Could you turn the rows below into a Markdown table with the columns "No." and "Line", numbering each line and skipping blank ones? Leave the pictures out.
>> Begin Data excerpts
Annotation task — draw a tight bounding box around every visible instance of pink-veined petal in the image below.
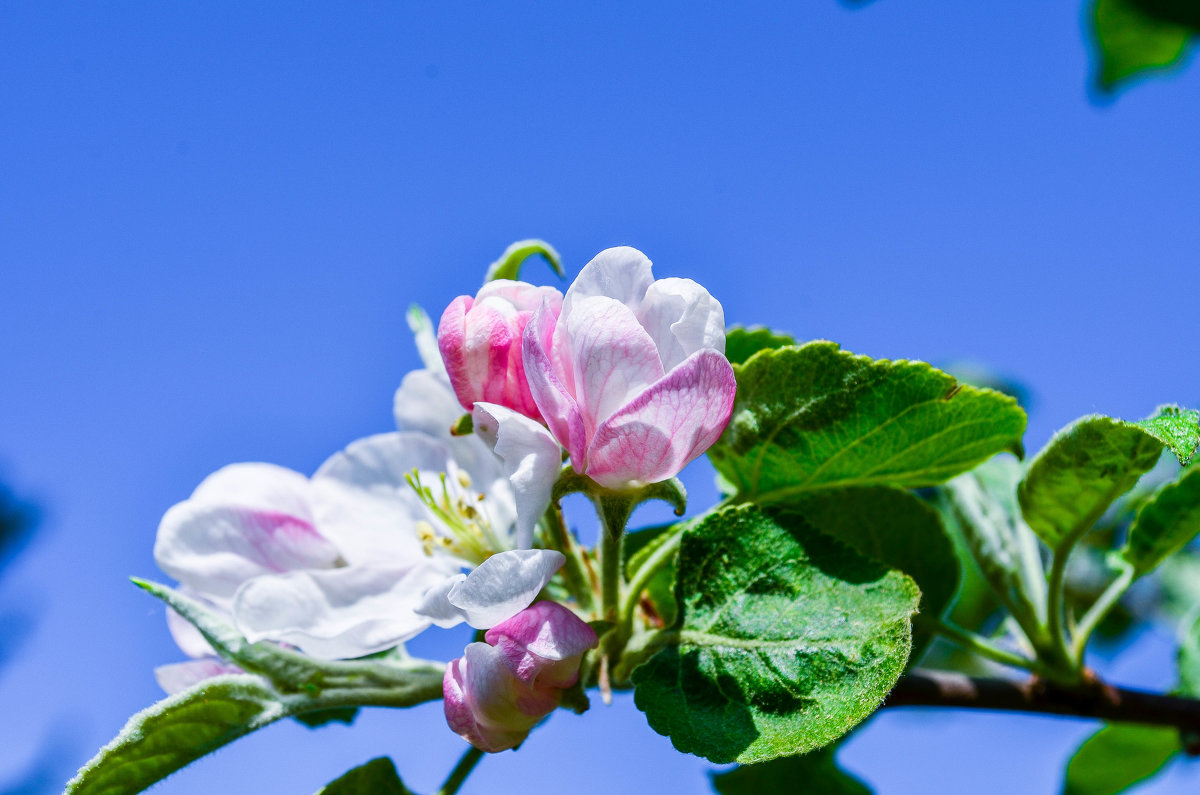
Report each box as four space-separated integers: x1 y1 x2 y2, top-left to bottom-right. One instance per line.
473 402 563 549
587 351 737 489
637 279 725 372
233 561 446 659
446 549 566 629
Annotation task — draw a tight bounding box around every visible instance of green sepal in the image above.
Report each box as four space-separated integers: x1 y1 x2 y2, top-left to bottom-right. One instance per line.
317 757 413 795
484 239 566 283
632 506 919 764
708 342 1026 504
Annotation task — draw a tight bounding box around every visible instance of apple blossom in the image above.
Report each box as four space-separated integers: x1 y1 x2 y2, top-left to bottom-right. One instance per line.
443 602 596 753
438 279 563 419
>> End Data excerpts
> _Reply to the task_
| No. | Line |
|---|---|
| 1 | Annotation task — draw a tight bounding box around every visible instance of pink-veined petal in the image below. |
| 2 | Report each box as four space-separated integers: x1 y1 x2 y2, top-left to bottom-right. One instance per line. |
| 3 | 473 402 563 549 |
| 4 | 587 351 737 489 |
| 5 | 637 279 725 372 |
| 6 | 233 561 446 659 |
| 7 | 446 549 566 629 |
| 8 | Annotation task — draw a tight bounding box around every visible instance of green sepal in the image above. |
| 9 | Report each box as four space-separated integers: x1 y1 x2 y2, top-left to bottom-right. One instance per line. |
| 10 | 317 757 413 795 |
| 11 | 484 239 566 283 |
| 12 | 632 506 919 764 |
| 13 | 708 342 1026 504 |
| 14 | Annotation task — draw a tight bounding box around every visible instance of apple blossom in the image above. |
| 15 | Report each box as four space-separated integers: x1 y1 x2 y2, top-left to bottom-right. One instance per line. |
| 16 | 443 602 596 753 |
| 17 | 438 279 563 419 |